*Entries*:

════════════════════

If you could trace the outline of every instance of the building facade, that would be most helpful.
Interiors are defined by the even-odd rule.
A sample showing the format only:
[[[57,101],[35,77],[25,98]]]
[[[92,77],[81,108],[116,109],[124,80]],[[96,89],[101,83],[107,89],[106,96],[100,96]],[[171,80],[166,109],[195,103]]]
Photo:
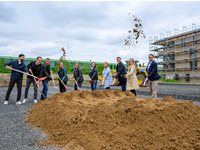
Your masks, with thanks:
[[[200,28],[165,38],[150,38],[149,48],[164,79],[200,83]]]

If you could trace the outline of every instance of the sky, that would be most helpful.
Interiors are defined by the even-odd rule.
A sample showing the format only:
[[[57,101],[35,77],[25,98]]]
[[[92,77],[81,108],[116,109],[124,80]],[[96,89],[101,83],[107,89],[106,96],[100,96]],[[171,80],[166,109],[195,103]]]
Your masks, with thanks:
[[[42,56],[68,60],[116,62],[134,58],[147,64],[149,37],[200,25],[200,2],[0,2],[0,56]],[[132,17],[142,20],[146,38],[124,46],[133,29]]]

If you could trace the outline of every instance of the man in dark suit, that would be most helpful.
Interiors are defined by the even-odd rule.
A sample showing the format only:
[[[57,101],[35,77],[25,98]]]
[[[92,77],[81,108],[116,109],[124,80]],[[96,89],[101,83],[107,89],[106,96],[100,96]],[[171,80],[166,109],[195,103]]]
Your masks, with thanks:
[[[126,68],[124,64],[121,62],[120,57],[117,57],[117,63],[118,63],[116,68],[117,75],[115,76],[113,82],[115,82],[118,78],[119,82],[121,83],[122,91],[124,92],[126,91]]]
[[[158,75],[157,71],[158,65],[153,59],[154,55],[149,54],[149,63],[147,65],[148,76],[146,77],[146,80],[149,80],[149,87],[152,98],[157,98],[157,85],[158,85],[158,80],[161,77]]]

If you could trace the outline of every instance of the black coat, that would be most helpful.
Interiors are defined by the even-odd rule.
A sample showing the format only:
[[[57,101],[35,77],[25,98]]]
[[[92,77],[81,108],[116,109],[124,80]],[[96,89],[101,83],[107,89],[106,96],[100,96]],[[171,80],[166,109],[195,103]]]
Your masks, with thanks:
[[[90,70],[89,76],[91,80],[98,80],[98,73],[97,73],[97,68],[94,67]]]
[[[83,82],[83,74],[80,68],[74,69],[74,78],[77,82]]]
[[[126,84],[126,78],[125,78],[126,68],[122,62],[117,64],[116,71],[117,71],[117,75],[115,76],[115,78],[116,79],[118,78],[118,80],[121,84]]]
[[[149,63],[148,63],[148,65],[149,65]],[[147,65],[148,79],[150,81],[159,80],[161,77],[158,75],[157,63],[153,60],[149,68],[148,68],[148,65]]]

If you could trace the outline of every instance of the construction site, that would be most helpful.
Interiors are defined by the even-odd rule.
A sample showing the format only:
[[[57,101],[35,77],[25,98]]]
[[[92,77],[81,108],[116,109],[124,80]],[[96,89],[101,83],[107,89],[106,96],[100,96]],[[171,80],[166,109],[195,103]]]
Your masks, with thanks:
[[[167,32],[167,36],[149,38],[149,52],[154,54],[163,79],[200,83],[200,28]]]

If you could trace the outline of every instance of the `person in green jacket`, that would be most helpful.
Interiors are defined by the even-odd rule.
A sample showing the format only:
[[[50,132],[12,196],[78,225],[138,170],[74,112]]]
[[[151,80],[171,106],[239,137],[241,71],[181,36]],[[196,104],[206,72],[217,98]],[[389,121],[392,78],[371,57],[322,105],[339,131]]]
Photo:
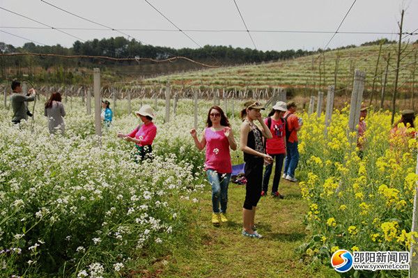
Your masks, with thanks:
[[[12,122],[17,124],[22,120],[27,120],[28,116],[32,116],[32,114],[28,109],[27,102],[35,100],[36,91],[33,88],[31,88],[28,91],[27,96],[22,95],[20,82],[17,80],[13,80],[12,82],[12,95],[10,95],[10,102],[12,104],[12,109],[13,109]]]

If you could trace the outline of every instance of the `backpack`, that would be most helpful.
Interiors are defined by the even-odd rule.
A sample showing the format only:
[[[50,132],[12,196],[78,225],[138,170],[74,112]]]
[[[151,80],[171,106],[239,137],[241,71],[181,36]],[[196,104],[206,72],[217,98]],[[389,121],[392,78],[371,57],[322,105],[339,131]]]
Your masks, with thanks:
[[[285,120],[283,118],[280,118],[280,119],[281,120],[281,123],[284,125],[284,130],[286,131],[286,141],[287,142],[288,141],[288,136],[287,136],[287,118]],[[267,118],[267,127],[268,128],[269,130],[270,130],[272,129],[272,117],[268,116]],[[289,134],[290,136],[290,134]],[[265,145],[267,144],[267,139],[265,138],[264,139],[264,151],[267,152],[267,148],[265,148]]]
[[[286,117],[284,118],[284,128],[286,130],[286,143],[289,141],[289,137],[291,137],[291,134],[292,134],[292,132],[293,130],[295,130],[295,128],[293,128],[292,129],[292,130],[290,130],[288,128],[288,118],[289,117],[289,116],[291,116],[291,114],[288,114]]]

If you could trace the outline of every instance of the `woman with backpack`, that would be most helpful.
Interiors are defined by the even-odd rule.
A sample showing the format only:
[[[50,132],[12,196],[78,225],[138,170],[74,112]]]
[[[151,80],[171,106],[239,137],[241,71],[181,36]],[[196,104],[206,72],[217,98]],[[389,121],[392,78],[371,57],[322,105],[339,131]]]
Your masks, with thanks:
[[[276,160],[273,186],[272,187],[272,196],[283,199],[284,196],[277,191],[280,175],[283,168],[283,161],[286,157],[286,124],[283,118],[284,113],[287,111],[286,102],[279,101],[273,106],[273,109],[264,120],[265,125],[270,129],[273,138],[265,139],[265,153]],[[263,191],[261,196],[267,196],[268,183],[272,173],[273,163],[265,165],[265,171],[263,178]]]

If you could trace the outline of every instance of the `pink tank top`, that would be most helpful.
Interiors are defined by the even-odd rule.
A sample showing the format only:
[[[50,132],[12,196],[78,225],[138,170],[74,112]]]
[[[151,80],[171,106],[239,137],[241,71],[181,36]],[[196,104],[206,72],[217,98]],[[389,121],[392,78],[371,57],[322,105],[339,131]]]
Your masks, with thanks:
[[[224,130],[213,131],[211,128],[205,129],[206,140],[206,160],[205,170],[212,169],[221,173],[232,173],[229,141]]]

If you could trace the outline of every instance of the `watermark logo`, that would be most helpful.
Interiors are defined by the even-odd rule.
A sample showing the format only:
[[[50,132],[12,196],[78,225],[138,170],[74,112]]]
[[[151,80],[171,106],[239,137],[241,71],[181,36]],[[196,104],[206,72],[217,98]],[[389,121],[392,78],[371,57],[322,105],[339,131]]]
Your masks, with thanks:
[[[354,252],[339,249],[331,257],[331,265],[339,272],[356,270],[408,270],[410,269],[408,252],[377,251]]]
[[[331,257],[331,265],[339,272],[346,272],[353,268],[353,255],[347,250],[336,251]]]

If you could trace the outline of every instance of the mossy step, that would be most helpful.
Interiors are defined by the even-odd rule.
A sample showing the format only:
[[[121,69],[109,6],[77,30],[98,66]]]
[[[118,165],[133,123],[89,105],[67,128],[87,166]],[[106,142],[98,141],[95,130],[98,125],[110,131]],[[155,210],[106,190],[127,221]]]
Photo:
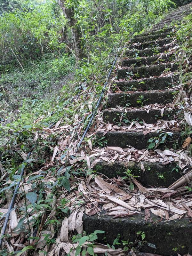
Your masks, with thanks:
[[[137,233],[142,231],[146,236],[145,240],[156,248],[146,243],[142,247],[143,252],[168,256],[174,254],[173,250],[177,248],[177,252],[181,255],[192,254],[192,222],[183,218],[165,222],[152,213],[151,217],[151,220],[145,220],[143,212],[133,217],[117,219],[107,215],[105,211],[100,213],[99,217],[97,214],[91,217],[85,214],[84,230],[88,234],[98,229],[105,231],[98,234],[97,241],[109,244],[113,244],[118,236],[120,241],[134,242],[138,239]]]
[[[123,148],[131,146],[138,150],[144,149],[147,148],[150,144],[148,141],[152,138],[159,137],[159,132],[150,132],[144,135],[142,132],[109,132],[103,136],[102,132],[99,132],[96,136],[98,139],[105,137],[105,141],[107,141],[106,145],[109,147],[120,147]],[[180,133],[175,132],[171,137],[167,135],[167,139],[164,144],[160,144],[158,148],[163,149],[167,147],[171,148],[179,148],[181,145],[181,139],[180,139]]]
[[[173,23],[175,23],[175,22],[178,22],[179,21],[182,20],[183,18],[183,17],[181,16],[178,18],[176,18],[175,19],[171,19],[170,20],[168,20],[166,21],[162,21],[162,22],[159,22],[159,23],[158,23],[158,24],[156,25],[155,25],[153,27],[153,28],[158,28],[159,26],[161,25],[164,25],[167,24],[170,24],[171,25],[171,24],[173,24]]]
[[[145,170],[141,169],[141,164]],[[115,161],[109,163],[101,161],[92,168],[110,179],[118,176],[123,177],[128,170],[132,171],[131,173],[139,176],[136,179],[145,187],[152,186],[168,188],[176,180],[181,177],[181,174],[174,171],[176,164],[169,164],[166,165],[160,163],[152,163],[145,161],[140,163]]]
[[[174,58],[175,55],[173,53],[170,55],[166,53],[158,54],[149,57],[139,57],[124,60],[122,61],[122,66],[131,67],[135,65],[137,67],[140,67],[145,65],[151,65],[154,63],[158,64],[159,62],[167,62],[174,60]]]
[[[168,36],[170,36],[170,32],[167,32],[160,34],[150,35],[139,37],[134,37],[131,40],[131,43],[133,44],[135,43],[143,43],[148,42],[150,40],[156,40],[157,39],[159,38],[166,38]]]
[[[166,16],[164,19],[162,19],[161,21],[165,21],[171,19],[174,19],[176,18],[180,18],[184,16],[186,16],[191,13],[190,12],[188,11],[188,10],[184,10],[184,11],[180,11],[174,13],[171,15],[168,15]]]
[[[131,44],[130,48],[132,49],[144,49],[146,48],[150,48],[152,47],[162,47],[164,44],[167,44],[171,43],[172,41],[172,37],[160,39],[158,40],[154,40],[149,41],[141,44]]]
[[[108,94],[108,106],[110,108],[116,108],[116,106],[141,107],[142,105],[142,103],[138,101],[141,96],[144,105],[156,103],[162,105],[171,103],[174,97],[173,93],[168,91],[110,93]]]
[[[160,64],[150,66],[143,66],[129,68],[122,68],[117,71],[118,79],[131,77],[132,78],[145,78],[160,76],[167,68],[169,71],[175,71],[178,64],[175,63]]]
[[[136,36],[134,36],[134,38],[138,38],[140,37],[140,36],[150,36],[150,35],[154,35],[156,34],[160,34],[162,33],[165,33],[167,32],[171,32],[173,28],[174,28],[174,27],[172,27],[170,28],[165,28],[164,29],[160,29],[160,30],[157,30],[156,31],[154,31],[153,32],[151,32],[150,30],[146,32],[142,33],[142,34],[140,34],[140,35],[137,35]]]
[[[156,25],[154,26],[153,28],[151,29],[150,31],[151,32],[153,32],[154,31],[156,31],[157,30],[159,30],[159,29],[165,29],[167,28],[169,28],[170,26],[172,26],[170,24],[166,23],[164,24],[161,24],[159,25],[158,24],[156,24]]]
[[[158,119],[168,120],[169,117],[173,116],[173,111],[170,112],[168,109],[164,109],[164,115],[162,117],[161,109],[149,109],[147,113],[146,110],[127,110],[126,112],[120,109],[105,109],[103,113],[103,120],[106,123],[109,122],[111,124],[118,124],[119,123],[121,117],[123,116],[123,120],[126,119],[130,123],[133,120],[140,122],[143,119],[147,124],[155,124]],[[123,121],[123,122],[124,122]]]
[[[164,90],[171,87],[174,83],[179,81],[179,76],[177,75],[156,78],[145,78],[136,80],[115,81],[113,83],[114,90],[116,85],[122,92],[139,90],[147,91],[153,90]]]
[[[136,57],[150,57],[155,54],[162,53],[168,51],[170,46],[169,45],[163,47],[154,47],[145,49],[143,50],[139,50],[137,49],[132,49],[125,52],[124,54],[125,57],[128,58],[135,58]]]

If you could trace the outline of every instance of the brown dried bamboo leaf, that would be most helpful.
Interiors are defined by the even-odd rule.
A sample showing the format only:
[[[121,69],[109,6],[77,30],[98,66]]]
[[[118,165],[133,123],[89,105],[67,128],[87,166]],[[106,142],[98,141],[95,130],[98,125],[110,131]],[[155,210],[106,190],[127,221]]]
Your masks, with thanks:
[[[122,189],[120,189],[120,188],[117,188],[115,185],[113,185],[112,184],[109,184],[109,183],[107,183],[103,180],[103,179],[99,176],[96,176],[95,178],[96,178],[96,177],[97,177],[96,179],[97,181],[98,182],[98,181],[100,181],[100,184],[103,184],[104,185],[105,187],[107,187],[107,188],[110,188],[112,191],[114,191],[115,192],[116,192],[116,193],[119,194],[119,195],[121,195],[121,196],[125,196],[127,195],[127,193],[126,193],[125,191],[124,191],[124,190],[122,190]],[[96,183],[97,183],[97,185],[100,187],[99,185],[97,183],[96,181],[95,181],[95,182]],[[103,190],[104,190],[104,189]]]
[[[94,160],[93,162],[92,162],[91,165],[91,168],[92,169],[93,168],[95,165],[96,165],[98,163],[100,160],[100,159],[96,159],[95,160]]]
[[[163,210],[161,209],[158,209],[158,210],[155,210],[153,208],[151,208],[150,209],[151,212],[153,214],[155,215],[156,215],[157,216],[159,216],[160,217],[163,216],[164,214],[164,212]]]
[[[119,153],[123,153],[124,152],[123,148],[119,147],[107,147],[106,148],[106,150],[110,150],[112,151],[116,151]]]
[[[190,137],[188,137],[182,145],[182,148],[185,148],[188,147],[191,142],[191,140],[192,140],[192,139]]]
[[[106,197],[107,197],[108,199],[108,200],[110,200],[110,201],[112,201],[113,202],[114,202],[114,203],[117,204],[119,204],[120,205],[121,205],[124,207],[125,207],[125,208],[126,208],[129,210],[131,210],[132,211],[137,210],[136,208],[134,208],[134,207],[132,207],[132,206],[131,206],[131,205],[130,205],[129,204],[127,204],[126,203],[125,203],[122,200],[121,200],[120,199],[119,199],[118,198],[116,198],[116,197],[115,197],[114,196],[108,196],[108,195],[107,195],[105,196]]]
[[[65,217],[62,222],[60,234],[61,241],[66,242],[68,241],[68,218]]]
[[[89,157],[87,155],[86,155],[86,157],[85,157],[85,159],[86,160],[86,161],[87,162],[87,166],[88,168],[89,169],[91,169],[91,164],[90,164],[90,160],[89,159]]]
[[[106,182],[105,182],[99,176],[95,176],[95,182],[100,188],[104,190],[106,193],[110,194],[110,190],[106,185]]]
[[[57,146],[55,146],[55,147],[54,148],[54,150],[53,151],[53,156],[52,156],[52,159],[51,159],[51,161],[52,162],[53,162],[53,161],[54,161],[54,159],[55,159],[55,156],[56,156],[56,154],[58,150],[58,147],[57,147]]]
[[[142,193],[147,193],[147,194],[148,194],[151,193],[149,190],[143,187],[141,184],[136,180],[135,179],[133,179],[133,182],[135,185],[136,185],[139,188],[140,191],[141,192],[142,192]]]

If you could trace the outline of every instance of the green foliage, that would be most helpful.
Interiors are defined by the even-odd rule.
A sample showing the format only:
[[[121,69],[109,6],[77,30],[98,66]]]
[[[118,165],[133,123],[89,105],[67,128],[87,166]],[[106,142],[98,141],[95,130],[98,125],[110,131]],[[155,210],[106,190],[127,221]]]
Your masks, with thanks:
[[[97,239],[97,234],[104,233],[105,231],[102,230],[96,230],[89,236],[82,236],[82,235],[79,234],[76,236],[74,236],[72,237],[73,242],[74,243],[78,242],[78,244],[76,248],[75,256],[77,256],[81,252],[82,255],[84,256],[86,255],[93,256],[94,242]],[[82,247],[84,244],[84,246]]]

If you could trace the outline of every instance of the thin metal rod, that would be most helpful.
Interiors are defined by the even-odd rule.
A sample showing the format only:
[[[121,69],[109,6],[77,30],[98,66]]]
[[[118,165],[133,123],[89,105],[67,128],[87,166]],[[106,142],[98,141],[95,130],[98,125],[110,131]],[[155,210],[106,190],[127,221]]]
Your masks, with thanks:
[[[30,152],[29,152],[28,154],[27,157],[26,159],[26,160],[27,160],[28,159],[29,159],[29,158],[30,156],[30,155],[31,155],[32,152],[32,150],[31,150]],[[20,179],[20,180],[18,181],[17,186],[16,186],[16,187],[15,189],[15,191],[14,191],[14,193],[13,193],[12,197],[11,199],[11,203],[10,204],[10,205],[9,205],[9,209],[8,209],[8,212],[7,212],[7,215],[6,215],[6,217],[5,217],[5,221],[4,221],[4,223],[3,224],[3,227],[2,229],[1,230],[1,234],[0,235],[0,248],[1,246],[1,245],[2,244],[2,243],[3,242],[3,237],[2,236],[3,236],[4,235],[5,233],[5,230],[6,229],[7,225],[7,223],[8,222],[8,221],[9,220],[9,215],[10,215],[10,213],[11,212],[11,210],[12,208],[13,204],[14,204],[14,201],[15,201],[15,196],[16,196],[16,194],[17,194],[17,190],[19,188],[19,185],[21,180],[21,178],[22,178],[22,176],[23,176],[23,173],[24,172],[24,171],[25,170],[25,166],[26,165],[24,165],[21,168],[21,173],[20,173],[20,176],[21,177],[21,179]],[[3,217],[2,217],[2,218],[0,220],[1,220],[3,219],[4,217],[4,216],[3,216]]]
[[[87,134],[87,132],[88,131],[88,130],[89,130],[89,128],[90,127],[90,126],[91,126],[91,123],[92,123],[92,121],[93,120],[93,118],[94,117],[94,116],[95,116],[95,113],[96,113],[96,112],[97,111],[97,109],[98,108],[98,107],[99,106],[99,104],[100,104],[100,102],[101,101],[101,99],[102,99],[102,97],[103,97],[103,93],[104,92],[105,90],[105,88],[106,87],[106,86],[107,86],[107,83],[108,83],[108,81],[109,78],[110,77],[110,76],[111,76],[111,72],[112,72],[112,70],[113,70],[113,68],[114,65],[115,65],[116,62],[116,60],[117,60],[117,57],[116,57],[116,58],[114,61],[113,61],[113,64],[112,64],[112,66],[111,66],[111,69],[110,69],[110,71],[109,71],[109,73],[108,73],[108,76],[107,77],[107,79],[106,82],[105,82],[105,85],[104,85],[104,86],[103,87],[103,90],[102,90],[102,91],[101,92],[101,95],[100,95],[100,96],[99,97],[99,99],[98,101],[97,102],[97,105],[96,106],[96,107],[95,107],[95,109],[94,110],[94,111],[93,113],[92,113],[92,116],[91,116],[91,118],[90,119],[90,121],[89,121],[89,124],[88,124],[88,125],[87,125],[87,128],[86,128],[86,129],[85,130],[85,131],[84,132],[84,133],[83,134],[83,136],[82,136],[82,138],[81,138],[81,140],[80,140],[79,144],[77,145],[77,147],[76,148],[76,150],[75,151],[76,152],[76,151],[77,151],[78,148],[79,148],[79,147],[81,146],[81,143],[83,141],[83,140],[84,139],[84,138],[86,134]]]

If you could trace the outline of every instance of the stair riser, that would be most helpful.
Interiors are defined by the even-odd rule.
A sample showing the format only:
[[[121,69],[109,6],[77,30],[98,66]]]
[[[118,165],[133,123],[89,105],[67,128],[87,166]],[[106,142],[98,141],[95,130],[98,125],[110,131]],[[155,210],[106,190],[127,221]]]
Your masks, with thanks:
[[[147,124],[155,124],[158,119],[168,120],[169,116],[173,116],[173,111],[170,113],[168,110],[165,109],[164,116],[162,117],[161,111],[158,109],[149,110],[148,114],[145,110],[128,110],[126,113],[121,110],[109,109],[103,111],[103,120],[106,123],[109,122],[111,124],[117,124],[119,123],[122,115],[123,122],[124,120],[129,121],[129,123],[126,123],[127,124],[130,124],[133,120],[140,122],[143,119]]]
[[[178,81],[179,76],[174,76],[172,77],[125,81],[114,83],[114,84],[116,85],[122,92],[137,90],[147,91],[158,89],[164,90],[168,87],[171,87],[173,83]]]
[[[165,222],[151,213],[152,220],[148,221],[144,220],[144,215],[142,212],[130,218],[113,219],[106,215],[104,211],[99,218],[97,214],[91,217],[85,214],[83,218],[84,230],[88,234],[98,229],[105,231],[104,234],[98,234],[98,241],[103,243],[105,241],[109,244],[113,244],[119,234],[120,241],[134,242],[138,239],[137,233],[142,231],[146,236],[145,240],[155,245],[156,248],[153,249],[145,244],[142,248],[143,252],[168,256],[174,254],[173,249],[179,247],[177,252],[181,255],[192,253],[192,222],[188,220],[182,219]],[[119,245],[123,247],[122,244]]]
[[[131,77],[132,78],[140,78],[149,77],[154,76],[158,76],[167,68],[170,68],[172,72],[177,69],[177,64],[174,63],[172,65],[171,64],[162,64],[150,67],[141,67],[127,69],[119,69],[117,72],[118,79]]]
[[[164,22],[167,21],[168,20],[177,20],[180,18],[183,18],[185,16],[187,16],[191,12],[178,12],[177,13],[174,13],[172,15],[168,16],[164,19],[163,19],[161,20],[160,22]]]
[[[172,30],[174,28],[173,27],[171,28],[166,28],[165,29],[161,29],[160,30],[157,30],[156,31],[154,31],[153,33],[152,33],[150,31],[146,32],[146,33],[143,33],[140,35],[138,35],[137,36],[134,36],[134,38],[138,38],[140,37],[141,36],[149,36],[150,35],[156,35],[156,34],[161,34],[163,33],[165,33],[167,32],[171,32]]]
[[[171,103],[173,95],[168,91],[160,92],[135,92],[133,93],[112,93],[108,95],[108,105],[109,108],[116,108],[117,106],[121,107],[128,106],[138,107],[142,106],[141,103],[137,101],[139,100],[140,96],[143,96],[143,104],[166,104]]]
[[[164,44],[167,44],[171,43],[172,40],[172,38],[167,38],[162,40],[158,40],[157,41],[151,41],[146,42],[138,45],[133,44],[131,46],[130,48],[139,49],[139,50],[144,49],[146,48],[150,48],[153,47],[162,47]]]
[[[161,57],[160,58],[160,57]],[[133,66],[140,67],[146,65],[155,65],[158,63],[167,62],[169,61],[172,61],[174,60],[175,55],[172,54],[170,55],[164,54],[157,56],[144,58],[141,59],[137,59],[135,58],[124,60],[122,62],[122,66],[124,67],[132,67]],[[159,60],[157,60],[159,59]]]
[[[105,135],[104,140],[107,140],[107,146],[108,147],[119,147],[125,148],[130,146],[140,150],[146,148],[149,144],[148,142],[148,140],[155,137],[158,137],[159,134],[159,133],[150,132],[144,135],[142,132],[108,132]],[[168,148],[172,147],[174,148],[179,148],[180,146],[180,143],[179,141],[180,135],[180,133],[177,132],[172,138],[168,136],[168,138],[170,138],[171,140],[168,140],[164,144],[160,144],[157,148],[162,149],[166,147]],[[103,136],[103,133],[101,132],[97,134],[98,138],[102,138]]]
[[[141,170],[142,164],[143,165],[144,171]],[[116,161],[109,163],[101,161],[94,167],[93,170],[99,172],[109,179],[114,177],[117,178],[118,176],[124,176],[127,169],[132,170],[132,174],[139,176],[137,180],[145,187],[149,188],[151,186],[157,188],[168,188],[176,180],[180,178],[180,173],[172,171],[176,166],[176,164],[169,164],[165,165],[158,163],[146,161],[137,163],[132,161]],[[163,175],[164,178],[159,178],[160,175]]]
[[[146,49],[144,50],[133,50],[132,51],[128,51],[125,52],[124,56],[127,58],[134,58],[138,57],[143,57],[145,56],[150,57],[158,53],[164,52],[169,50],[170,46],[168,45],[164,47],[156,47],[155,48]]]
[[[159,38],[166,38],[169,36],[170,34],[170,32],[167,33],[163,33],[161,34],[157,34],[157,35],[151,35],[150,36],[140,36],[140,37],[137,38],[134,38],[131,41],[131,43],[133,44],[134,43],[144,43],[144,42],[147,42],[150,40],[156,40]]]
[[[170,20],[167,20],[164,21],[162,21],[162,22],[160,22],[159,23],[158,23],[158,24],[157,25],[156,25],[154,27],[153,27],[153,28],[156,28],[158,27],[158,26],[159,25],[169,25],[170,24],[170,23],[172,23],[172,24],[174,24],[174,23],[177,23],[179,21],[180,21],[181,20],[182,20],[183,18],[183,17],[181,17],[180,18],[178,18],[178,19],[171,19]],[[171,25],[171,24],[170,24]]]

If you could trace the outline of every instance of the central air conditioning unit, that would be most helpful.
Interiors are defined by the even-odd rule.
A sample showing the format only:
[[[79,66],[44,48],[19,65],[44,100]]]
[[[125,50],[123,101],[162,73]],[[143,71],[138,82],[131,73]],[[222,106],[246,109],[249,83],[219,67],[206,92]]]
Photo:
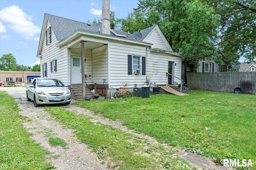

════════════════════

*What you are asked to do*: Copy out word for word every line of the items from the one containing "unit, that would be most helpful." through the end of the items, both included, leaving out the pictures.

*Written response*:
If you could trace the outline of every instance of the central air conditioning unit, that would be most helpful.
Interiors are defined by the even-odd rule.
A sample showing the format only:
[[[79,66],[44,48],[19,65],[44,100]]]
[[[125,50],[123,101],[162,73]],[[143,71],[138,82],[131,73]],[[222,106],[246,109],[249,83],[219,67],[206,92]]]
Photo:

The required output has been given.